#### LISTED ENTRIES
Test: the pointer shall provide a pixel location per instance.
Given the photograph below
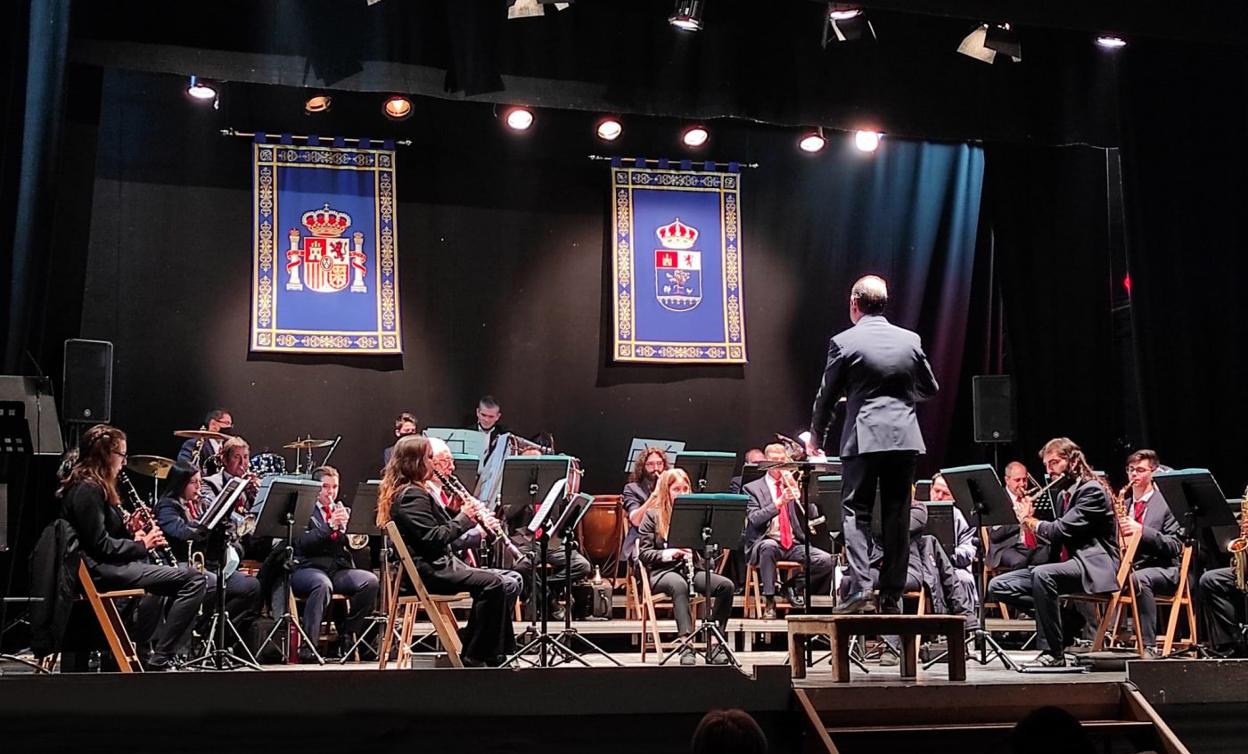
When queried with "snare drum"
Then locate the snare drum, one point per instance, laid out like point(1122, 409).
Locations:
point(267, 463)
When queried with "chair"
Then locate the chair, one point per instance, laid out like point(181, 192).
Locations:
point(1111, 604)
point(436, 606)
point(104, 604)
point(649, 602)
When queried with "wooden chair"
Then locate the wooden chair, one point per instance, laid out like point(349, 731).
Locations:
point(1111, 604)
point(785, 571)
point(104, 604)
point(649, 602)
point(436, 606)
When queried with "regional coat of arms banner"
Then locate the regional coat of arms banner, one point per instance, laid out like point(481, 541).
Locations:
point(325, 276)
point(677, 272)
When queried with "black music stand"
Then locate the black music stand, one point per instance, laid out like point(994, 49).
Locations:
point(281, 501)
point(363, 521)
point(216, 521)
point(709, 471)
point(528, 481)
point(1196, 499)
point(565, 531)
point(979, 493)
point(706, 522)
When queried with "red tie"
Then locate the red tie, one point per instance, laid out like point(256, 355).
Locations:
point(785, 524)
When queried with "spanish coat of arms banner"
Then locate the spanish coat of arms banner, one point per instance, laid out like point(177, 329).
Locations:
point(325, 269)
point(677, 266)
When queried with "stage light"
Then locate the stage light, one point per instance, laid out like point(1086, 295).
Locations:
point(687, 15)
point(201, 89)
point(317, 104)
point(397, 107)
point(813, 141)
point(846, 24)
point(694, 136)
point(518, 119)
point(989, 39)
point(609, 129)
point(867, 141)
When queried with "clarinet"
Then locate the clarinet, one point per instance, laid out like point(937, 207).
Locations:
point(488, 522)
point(164, 554)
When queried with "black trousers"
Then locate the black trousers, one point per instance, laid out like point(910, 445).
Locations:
point(1040, 589)
point(675, 584)
point(165, 614)
point(1222, 606)
point(891, 473)
point(488, 633)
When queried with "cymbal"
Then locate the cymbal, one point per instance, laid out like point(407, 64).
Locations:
point(199, 435)
point(150, 466)
point(302, 445)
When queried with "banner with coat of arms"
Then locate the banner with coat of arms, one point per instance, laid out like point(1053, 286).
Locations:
point(677, 275)
point(325, 275)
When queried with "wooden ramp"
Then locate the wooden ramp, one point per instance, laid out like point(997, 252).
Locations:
point(940, 718)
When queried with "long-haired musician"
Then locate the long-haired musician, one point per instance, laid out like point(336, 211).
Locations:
point(670, 567)
point(1083, 539)
point(116, 557)
point(428, 531)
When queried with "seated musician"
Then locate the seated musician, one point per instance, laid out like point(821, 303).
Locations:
point(1157, 556)
point(444, 465)
point(217, 420)
point(177, 512)
point(637, 496)
point(966, 542)
point(670, 568)
point(120, 559)
point(323, 567)
point(774, 531)
point(1085, 543)
point(428, 531)
point(404, 423)
point(1010, 548)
########
PROBLEM STATEMENT: Your copy should hold every record word for word and none of the pictures.

REPLY TO THE TASK:
Test: the pointer shall provide a pixel location per instance.
Given the photograph below
When queried with "snare drum"
Then locate the snare drum, one point per instance, laid out like point(1122, 409).
Locations:
point(267, 463)
When queried with "chair"
Then locate the chair, one point per instance, laid out like point(181, 192).
Locations:
point(1111, 604)
point(436, 606)
point(104, 604)
point(649, 602)
When queried with "wooden chair"
Then locate the wooden chair, one point per instance, laid out like point(349, 731).
Locations:
point(1111, 604)
point(785, 571)
point(104, 604)
point(649, 602)
point(436, 606)
When queried with "regional coat of arms banner"
Then locate the regional coat of arms banner, one point per instance, laid out like point(481, 541).
Locations:
point(325, 276)
point(677, 272)
When queried with "black music stand"
Then locate the black music stand, one point per instance, laid out like point(994, 49).
Locations:
point(281, 501)
point(363, 521)
point(216, 521)
point(709, 471)
point(528, 481)
point(1196, 499)
point(565, 531)
point(979, 493)
point(706, 522)
When queried with "red tie"
Then locate the red tie, one point per instance, laid out like point(256, 355).
Locations:
point(785, 524)
When queried with "spanish coat of arms banner"
Then locate the spanish coat of arms banner, one point per instance, laid out like point(177, 329).
Locations:
point(325, 269)
point(677, 266)
When queried with "stage light"
Then locate the stage light, one point per instance, laid out like point(1086, 295).
Locations:
point(687, 15)
point(201, 89)
point(317, 104)
point(397, 107)
point(813, 141)
point(846, 24)
point(694, 136)
point(518, 119)
point(989, 39)
point(609, 129)
point(867, 141)
When queried with "clarinet"
Then locate the clarinet, one point per instance, laid out like point(937, 207).
Locations:
point(488, 522)
point(164, 554)
When queried with "black trousers"
Then locate the black trousers, one point per instance, laid out like point(910, 445).
Locations:
point(1040, 589)
point(675, 584)
point(165, 614)
point(1222, 606)
point(891, 473)
point(488, 633)
When queried with "cymbal"
Then locate the cymbal, one point per instance, laid out like point(407, 64).
Locations:
point(199, 435)
point(150, 466)
point(302, 445)
When queried with "banner with coat of arms"
Then locate the banner with coat of arms, one point per instance, laid out like point(1053, 286).
Locations:
point(677, 275)
point(325, 275)
When queried with "wooden ramp"
Then locate the wooden ramp, one point per instance, laid out like point(997, 252).
Locations:
point(940, 718)
When queried with "long-haired musician"
Then locate the long-haired musician, one point per instance, laid out like point(336, 211).
Locations:
point(670, 567)
point(1083, 539)
point(116, 557)
point(428, 531)
When queried with "seated musician"
Then locate the seated musician, one point per instance, laid out like point(821, 303).
Locations:
point(1157, 556)
point(444, 465)
point(217, 420)
point(177, 512)
point(637, 496)
point(966, 542)
point(670, 568)
point(120, 559)
point(323, 567)
point(774, 531)
point(1085, 543)
point(428, 531)
point(404, 423)
point(1010, 548)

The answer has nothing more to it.